Express the records below as a JSON list of strings, one string for each line and with blank lines left out. Include only the lines from the one containing "pixel 265 696." up to and including the one containing "pixel 24 170".

[Data drawn from a collection]
━━━━━━━━━━━━━━━━
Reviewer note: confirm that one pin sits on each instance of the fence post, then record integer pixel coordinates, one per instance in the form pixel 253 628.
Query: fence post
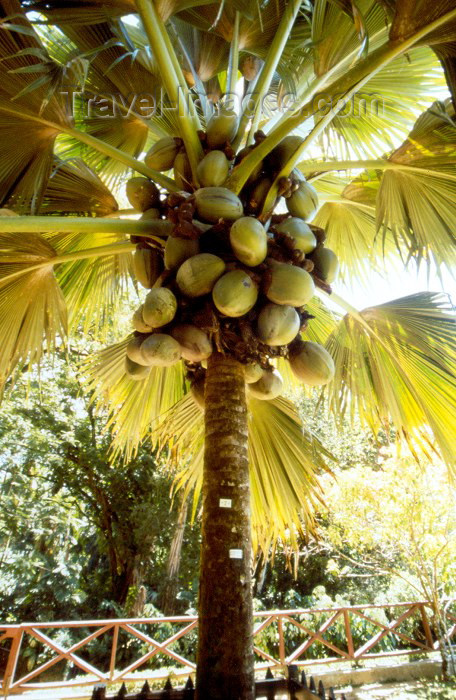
pixel 281 641
pixel 12 661
pixel 348 635
pixel 427 627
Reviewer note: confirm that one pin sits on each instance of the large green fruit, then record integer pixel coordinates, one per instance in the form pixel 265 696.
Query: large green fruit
pixel 138 321
pixel 221 128
pixel 302 234
pixel 268 387
pixel 278 325
pixel 255 174
pixel 177 250
pixel 214 203
pixel 152 213
pixel 162 154
pixel 142 193
pixel 258 193
pixel 183 172
pixel 197 392
pixel 253 372
pixel 212 171
pixel 160 307
pixel 160 350
pixel 289 285
pixel 249 241
pixel 303 202
pixel 312 363
pixel 235 293
pixel 135 371
pixel 195 344
pixel 281 154
pixel 197 275
pixel 147 266
pixel 326 264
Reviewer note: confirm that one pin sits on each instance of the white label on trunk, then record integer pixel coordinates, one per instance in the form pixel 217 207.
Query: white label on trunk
pixel 236 554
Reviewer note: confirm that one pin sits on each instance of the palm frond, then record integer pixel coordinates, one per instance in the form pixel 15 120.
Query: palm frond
pixel 348 216
pixel 82 12
pixel 32 307
pixel 418 204
pixel 374 120
pixel 396 366
pixel 134 407
pixel 285 461
pixel 74 188
pixel 94 287
pixel 24 170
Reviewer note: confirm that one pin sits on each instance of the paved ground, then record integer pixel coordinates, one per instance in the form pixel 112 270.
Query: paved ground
pixel 417 690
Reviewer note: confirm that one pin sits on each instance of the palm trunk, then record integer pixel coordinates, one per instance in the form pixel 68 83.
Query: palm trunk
pixel 225 649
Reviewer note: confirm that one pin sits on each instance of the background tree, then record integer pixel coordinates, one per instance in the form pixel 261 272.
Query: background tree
pixel 399 520
pixel 80 536
pixel 393 363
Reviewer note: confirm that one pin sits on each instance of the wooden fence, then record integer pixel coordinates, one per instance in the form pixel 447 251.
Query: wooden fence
pixel 50 654
pixel 294 685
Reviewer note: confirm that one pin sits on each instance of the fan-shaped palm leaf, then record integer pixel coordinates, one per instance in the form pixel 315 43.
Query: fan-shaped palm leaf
pixel 418 202
pixel 396 365
pixel 74 188
pixel 284 462
pixel 134 407
pixel 32 308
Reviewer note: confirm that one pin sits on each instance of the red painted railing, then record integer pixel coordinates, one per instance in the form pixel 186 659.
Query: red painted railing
pixel 282 637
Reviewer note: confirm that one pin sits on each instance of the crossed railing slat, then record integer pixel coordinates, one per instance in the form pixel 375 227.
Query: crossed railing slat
pixel 282 619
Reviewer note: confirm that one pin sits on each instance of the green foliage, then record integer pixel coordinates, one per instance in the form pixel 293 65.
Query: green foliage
pixel 79 534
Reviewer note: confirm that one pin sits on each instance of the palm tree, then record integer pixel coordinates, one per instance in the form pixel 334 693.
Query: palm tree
pixel 87 87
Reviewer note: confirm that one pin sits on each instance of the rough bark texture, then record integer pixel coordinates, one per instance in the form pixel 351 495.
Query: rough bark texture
pixel 225 647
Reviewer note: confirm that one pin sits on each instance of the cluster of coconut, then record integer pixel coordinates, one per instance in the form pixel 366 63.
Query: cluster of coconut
pixel 222 276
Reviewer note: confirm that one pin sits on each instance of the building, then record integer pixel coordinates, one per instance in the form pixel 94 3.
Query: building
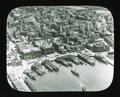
pixel 29 51
pixel 109 40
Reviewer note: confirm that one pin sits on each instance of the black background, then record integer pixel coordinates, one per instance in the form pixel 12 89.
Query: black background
pixel 7 6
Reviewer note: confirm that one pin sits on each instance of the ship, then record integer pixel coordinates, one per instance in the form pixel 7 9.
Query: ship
pixel 86 58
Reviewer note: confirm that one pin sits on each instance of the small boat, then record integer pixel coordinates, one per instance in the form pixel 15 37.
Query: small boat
pixel 75 72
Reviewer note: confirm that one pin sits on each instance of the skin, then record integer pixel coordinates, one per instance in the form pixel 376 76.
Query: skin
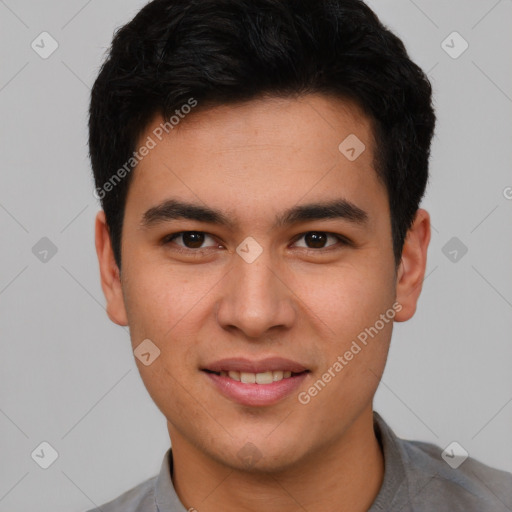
pixel 308 303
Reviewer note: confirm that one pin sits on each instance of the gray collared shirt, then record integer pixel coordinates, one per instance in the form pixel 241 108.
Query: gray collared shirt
pixel 416 479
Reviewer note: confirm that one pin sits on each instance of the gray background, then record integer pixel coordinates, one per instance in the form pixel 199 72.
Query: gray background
pixel 67 373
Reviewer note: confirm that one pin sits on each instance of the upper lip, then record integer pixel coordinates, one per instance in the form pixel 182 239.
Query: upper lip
pixel 240 364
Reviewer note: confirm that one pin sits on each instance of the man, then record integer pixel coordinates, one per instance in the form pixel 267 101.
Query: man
pixel 260 166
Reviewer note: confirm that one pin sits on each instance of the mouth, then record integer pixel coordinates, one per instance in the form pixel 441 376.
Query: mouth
pixel 256 383
pixel 266 377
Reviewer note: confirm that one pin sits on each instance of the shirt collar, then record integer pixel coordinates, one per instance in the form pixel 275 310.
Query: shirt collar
pixel 167 500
━━━━━━━━━━━━━━━━
Solved exercise:
[
  "Reviewer note: confirm that one pin sits on each instance of the large green fruit, then record integer pixel coordinates, one per instance in the form pixel 265 696.",
  "Query: large green fruit",
  "pixel 138 321",
  "pixel 221 128",
  "pixel 302 234",
  "pixel 268 387",
  "pixel 278 325",
  "pixel 255 174",
  "pixel 177 250",
  "pixel 214 203",
  "pixel 152 213",
  "pixel 162 154",
  "pixel 142 193",
  "pixel 258 193",
  "pixel 183 172",
  "pixel 197 392",
  "pixel 253 372",
  "pixel 212 171",
  "pixel 160 307",
  "pixel 160 350",
  "pixel 289 285",
  "pixel 249 241",
  "pixel 303 202",
  "pixel 312 363",
  "pixel 235 293",
  "pixel 135 371",
  "pixel 195 344",
  "pixel 281 154",
  "pixel 197 275",
  "pixel 147 266",
  "pixel 326 264",
  "Reviewer note: confirm that one pin sits on each instance of the white label on trunk, then record integer pixel coordinates, one per instance in the form pixel 217 207.",
  "Query: white label on trunk",
  "pixel 236 554",
  "Reviewer note: confirm that one pin sits on each instance of the palm frond, then record integer pixel coordinates, one per instance in the form pixel 15 120.",
  "Query: palm frond",
  "pixel 348 216",
  "pixel 82 12",
  "pixel 32 307",
  "pixel 418 204",
  "pixel 374 120",
  "pixel 396 366",
  "pixel 134 407",
  "pixel 285 461",
  "pixel 74 188",
  "pixel 94 287",
  "pixel 24 170"
]